• [LIST OF TASKS]
a – Duplicate the part of the blog post on Wrecked between "But to film" and "by IFC Midnight.", inclusive.
b – State whether each of these statements agrees with the blog post on Wrecked, answering yes or no and quoting the words of the post that decide it: (i) The writer rarely blogs about movies made after 1980. (ii) Wrecked is a 2010 film. (iii) Adrien Brody won his Oscar for No Country for Old Men.

• [SELECTION]
>>>>
Showing posts with label Wrecked. Show all posts
Showing posts with label Wrecked. Show all posts

Friday, October 7, 2011

Try to Remember: The Amnesia Trilogy. Part 1: WRECKED

"You should see the other guy!"

To Merriam-Webster Online, amnesia means the following:

am·ne·sia

noun \am-ˈnē-zhə\
1: loss of memory due usually to brain injury, shock, fatigue, repression, or illness
2: a gap in one's memory

But to film fans, amnesia means a surefire way to plunge a movie's main character into a tailspin of paranoia and suspense! For the next three weeks, starting today, I'll be spotlighting three amnesia-driven thrillers from three different decades. Let's kick things off with the newest of these films first, Wrecked, released earlier this year by IFC Midnight.
…You may find yourself behind the wheel of a large automobile….
…You may ask yourself, well, how did I get here?
“Once in a Lifetime,” Talking Heads
Objects in the rear-view mirror may be more painful than they appear!
Those of you who’ve been reading TotED for a while know that I rarely blog about movies made after 1980, unless it’s a film that’s really set up housekeeping in my heart and gut. The only post-1980 films I’ve discussed in these pages were 1996’s Independence Day (for Team Bartilucci’s disaster film double-feature back in April), and 2007’s No Country for Old Men (as a birthday tribute to my late mom back in January, since we both loved the film). However, director Michael Greenspan’s 2011 psychological survival thriller Wrecked, starring my favorite contemporary actor, Oscar-winner Adrien Brody (for the fact-based 2003 drama The Pianist), is so compelling that I want to recommend it to all of you now—why wait? Besides, as dear friend and fellow blogger ClassicBecky said when I was a guest at our own Clara Fercovic’s wonderful blog Via Margutta 51: “You know I’m also a 13-year-old with a ponytail about Adrien!” Becky, you’re in good company, believe me! (Click here for my Via Margutta 51 guest appearance, including my anecdote about Adrien Brody’s kindness to my daughter and me at New York Comic Con 2010.)
<<<<
• [DATA ENTRIES]
>>>>
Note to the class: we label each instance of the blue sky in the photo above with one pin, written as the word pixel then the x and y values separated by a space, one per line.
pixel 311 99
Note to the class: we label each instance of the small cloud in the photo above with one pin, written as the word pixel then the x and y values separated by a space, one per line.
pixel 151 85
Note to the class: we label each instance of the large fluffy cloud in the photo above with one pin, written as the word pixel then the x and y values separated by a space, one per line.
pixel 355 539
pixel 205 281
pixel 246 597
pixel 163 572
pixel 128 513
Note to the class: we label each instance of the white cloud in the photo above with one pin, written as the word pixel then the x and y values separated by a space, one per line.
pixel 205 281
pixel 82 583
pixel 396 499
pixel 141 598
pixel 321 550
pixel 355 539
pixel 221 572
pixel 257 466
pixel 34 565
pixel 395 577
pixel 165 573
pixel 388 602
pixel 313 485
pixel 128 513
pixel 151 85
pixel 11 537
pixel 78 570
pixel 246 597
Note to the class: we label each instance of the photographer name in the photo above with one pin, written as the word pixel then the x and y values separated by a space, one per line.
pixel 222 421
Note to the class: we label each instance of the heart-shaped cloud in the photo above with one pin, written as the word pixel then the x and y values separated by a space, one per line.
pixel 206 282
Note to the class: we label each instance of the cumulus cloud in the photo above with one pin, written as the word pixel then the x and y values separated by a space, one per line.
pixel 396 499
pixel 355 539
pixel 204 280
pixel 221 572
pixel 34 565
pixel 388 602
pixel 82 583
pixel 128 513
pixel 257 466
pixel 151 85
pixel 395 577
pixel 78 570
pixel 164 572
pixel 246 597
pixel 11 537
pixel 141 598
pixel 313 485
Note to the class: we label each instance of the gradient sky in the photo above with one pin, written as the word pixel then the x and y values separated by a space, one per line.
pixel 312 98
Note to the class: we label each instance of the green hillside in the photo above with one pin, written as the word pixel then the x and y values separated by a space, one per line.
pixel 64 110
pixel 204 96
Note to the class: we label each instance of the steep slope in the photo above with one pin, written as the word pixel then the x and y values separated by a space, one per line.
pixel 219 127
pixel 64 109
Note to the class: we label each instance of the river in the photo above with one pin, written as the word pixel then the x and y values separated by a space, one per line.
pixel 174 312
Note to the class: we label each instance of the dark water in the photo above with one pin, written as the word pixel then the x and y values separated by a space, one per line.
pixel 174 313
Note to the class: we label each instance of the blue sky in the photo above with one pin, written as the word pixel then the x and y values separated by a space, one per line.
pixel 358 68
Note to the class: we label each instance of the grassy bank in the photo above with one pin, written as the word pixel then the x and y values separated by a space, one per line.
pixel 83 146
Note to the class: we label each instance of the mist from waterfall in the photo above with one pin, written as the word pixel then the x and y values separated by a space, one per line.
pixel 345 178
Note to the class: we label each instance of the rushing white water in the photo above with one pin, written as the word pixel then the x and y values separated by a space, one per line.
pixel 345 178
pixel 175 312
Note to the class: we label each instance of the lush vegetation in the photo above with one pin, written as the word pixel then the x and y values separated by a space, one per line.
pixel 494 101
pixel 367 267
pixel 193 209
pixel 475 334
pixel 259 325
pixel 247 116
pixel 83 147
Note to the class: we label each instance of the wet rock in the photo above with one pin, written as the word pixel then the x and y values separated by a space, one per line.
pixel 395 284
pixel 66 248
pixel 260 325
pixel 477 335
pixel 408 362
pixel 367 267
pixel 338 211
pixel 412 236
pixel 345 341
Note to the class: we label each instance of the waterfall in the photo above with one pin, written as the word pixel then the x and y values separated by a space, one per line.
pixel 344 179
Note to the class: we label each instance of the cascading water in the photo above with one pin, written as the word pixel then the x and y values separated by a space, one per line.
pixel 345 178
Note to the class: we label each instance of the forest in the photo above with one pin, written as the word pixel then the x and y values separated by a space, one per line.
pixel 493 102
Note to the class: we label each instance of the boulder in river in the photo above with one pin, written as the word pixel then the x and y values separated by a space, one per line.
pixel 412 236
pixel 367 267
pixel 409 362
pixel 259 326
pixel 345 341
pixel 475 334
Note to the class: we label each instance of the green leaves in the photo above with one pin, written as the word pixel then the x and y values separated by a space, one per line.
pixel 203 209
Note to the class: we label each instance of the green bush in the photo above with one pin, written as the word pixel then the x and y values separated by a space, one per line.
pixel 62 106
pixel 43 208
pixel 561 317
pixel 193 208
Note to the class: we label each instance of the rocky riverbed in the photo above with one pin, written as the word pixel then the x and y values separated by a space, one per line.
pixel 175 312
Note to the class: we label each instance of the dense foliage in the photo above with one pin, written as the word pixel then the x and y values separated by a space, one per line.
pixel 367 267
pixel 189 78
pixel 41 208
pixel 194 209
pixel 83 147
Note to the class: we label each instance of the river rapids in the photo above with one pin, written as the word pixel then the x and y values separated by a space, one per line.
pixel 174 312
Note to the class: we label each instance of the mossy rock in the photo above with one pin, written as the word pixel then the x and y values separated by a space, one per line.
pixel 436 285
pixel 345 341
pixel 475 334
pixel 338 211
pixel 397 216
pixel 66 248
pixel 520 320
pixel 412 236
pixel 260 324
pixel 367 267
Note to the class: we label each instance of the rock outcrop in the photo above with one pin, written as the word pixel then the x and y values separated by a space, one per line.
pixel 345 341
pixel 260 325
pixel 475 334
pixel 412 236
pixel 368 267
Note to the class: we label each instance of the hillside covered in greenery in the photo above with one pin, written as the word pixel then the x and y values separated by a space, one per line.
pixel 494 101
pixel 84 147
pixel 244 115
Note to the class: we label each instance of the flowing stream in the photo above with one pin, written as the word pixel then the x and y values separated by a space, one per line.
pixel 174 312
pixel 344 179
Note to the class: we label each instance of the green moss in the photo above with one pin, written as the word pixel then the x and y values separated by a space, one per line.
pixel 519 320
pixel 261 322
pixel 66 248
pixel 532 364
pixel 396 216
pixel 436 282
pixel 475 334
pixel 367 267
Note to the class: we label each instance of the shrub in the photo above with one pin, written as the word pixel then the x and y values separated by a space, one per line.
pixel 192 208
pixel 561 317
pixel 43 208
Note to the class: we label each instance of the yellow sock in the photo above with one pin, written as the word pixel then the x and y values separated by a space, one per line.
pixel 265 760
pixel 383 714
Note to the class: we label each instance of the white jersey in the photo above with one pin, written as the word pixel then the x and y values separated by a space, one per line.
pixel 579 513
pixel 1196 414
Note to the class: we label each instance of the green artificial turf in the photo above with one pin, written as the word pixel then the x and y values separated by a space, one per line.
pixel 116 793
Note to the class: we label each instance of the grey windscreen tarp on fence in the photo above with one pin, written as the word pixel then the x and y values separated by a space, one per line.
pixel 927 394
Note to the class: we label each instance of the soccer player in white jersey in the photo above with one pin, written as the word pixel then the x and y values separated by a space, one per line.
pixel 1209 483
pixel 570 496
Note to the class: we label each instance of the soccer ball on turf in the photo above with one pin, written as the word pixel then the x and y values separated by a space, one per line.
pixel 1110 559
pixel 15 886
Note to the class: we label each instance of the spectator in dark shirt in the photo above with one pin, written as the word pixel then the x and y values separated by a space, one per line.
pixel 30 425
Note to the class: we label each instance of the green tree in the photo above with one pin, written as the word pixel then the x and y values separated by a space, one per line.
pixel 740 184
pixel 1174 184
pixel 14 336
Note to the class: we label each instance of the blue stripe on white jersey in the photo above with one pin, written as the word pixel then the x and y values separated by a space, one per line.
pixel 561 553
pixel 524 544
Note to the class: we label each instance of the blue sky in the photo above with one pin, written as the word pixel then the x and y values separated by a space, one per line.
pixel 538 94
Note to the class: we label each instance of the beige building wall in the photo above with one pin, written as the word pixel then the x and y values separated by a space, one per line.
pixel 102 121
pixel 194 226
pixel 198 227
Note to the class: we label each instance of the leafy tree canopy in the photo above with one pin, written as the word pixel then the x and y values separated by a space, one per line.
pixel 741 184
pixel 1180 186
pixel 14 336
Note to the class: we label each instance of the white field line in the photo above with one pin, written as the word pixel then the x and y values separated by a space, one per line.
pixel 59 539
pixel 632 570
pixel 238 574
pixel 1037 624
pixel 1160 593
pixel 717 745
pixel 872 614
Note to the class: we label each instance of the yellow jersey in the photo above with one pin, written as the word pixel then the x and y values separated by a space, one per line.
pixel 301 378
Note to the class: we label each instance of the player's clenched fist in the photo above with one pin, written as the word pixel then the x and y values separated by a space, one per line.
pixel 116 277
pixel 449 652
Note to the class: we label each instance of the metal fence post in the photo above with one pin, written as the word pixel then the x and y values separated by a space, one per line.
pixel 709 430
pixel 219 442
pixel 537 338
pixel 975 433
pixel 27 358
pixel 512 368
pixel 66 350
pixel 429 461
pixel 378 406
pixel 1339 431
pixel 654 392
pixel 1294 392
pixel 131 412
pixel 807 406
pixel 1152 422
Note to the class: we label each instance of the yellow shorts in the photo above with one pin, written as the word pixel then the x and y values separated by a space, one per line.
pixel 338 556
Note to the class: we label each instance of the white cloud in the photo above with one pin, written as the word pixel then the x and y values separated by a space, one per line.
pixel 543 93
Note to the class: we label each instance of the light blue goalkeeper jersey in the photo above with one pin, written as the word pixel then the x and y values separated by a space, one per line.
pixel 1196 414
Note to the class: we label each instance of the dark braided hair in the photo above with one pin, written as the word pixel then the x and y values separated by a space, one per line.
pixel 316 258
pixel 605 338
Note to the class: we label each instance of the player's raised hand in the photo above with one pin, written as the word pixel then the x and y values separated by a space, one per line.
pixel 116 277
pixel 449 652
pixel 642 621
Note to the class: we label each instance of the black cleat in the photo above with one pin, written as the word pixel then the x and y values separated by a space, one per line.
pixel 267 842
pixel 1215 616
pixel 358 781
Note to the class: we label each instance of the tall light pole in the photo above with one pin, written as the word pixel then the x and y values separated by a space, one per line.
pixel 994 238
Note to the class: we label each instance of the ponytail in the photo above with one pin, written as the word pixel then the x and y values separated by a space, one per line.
<<<<
• [OUTPUTS BY TASK]
a –
But to film fans, amnesia means a surefire way to plunge a movie's main character into a tailspin of paranoia and suspense! For the next three weeks, starting today, I'll be spotlighting three amnesia-driven thrillers from three different decades. Let's kick things off with the newest of these films first, Wrecked, released earlier this year by IFC Midnight.

b –
(i) Yes: "I rarely blog about movies made after 1980"
(ii) No: "2011 psychological survival thriller Wrecked"
(iii) No: "Oscar-winner Adrien Brody (for the fact-based 2003 drama The Pianist)"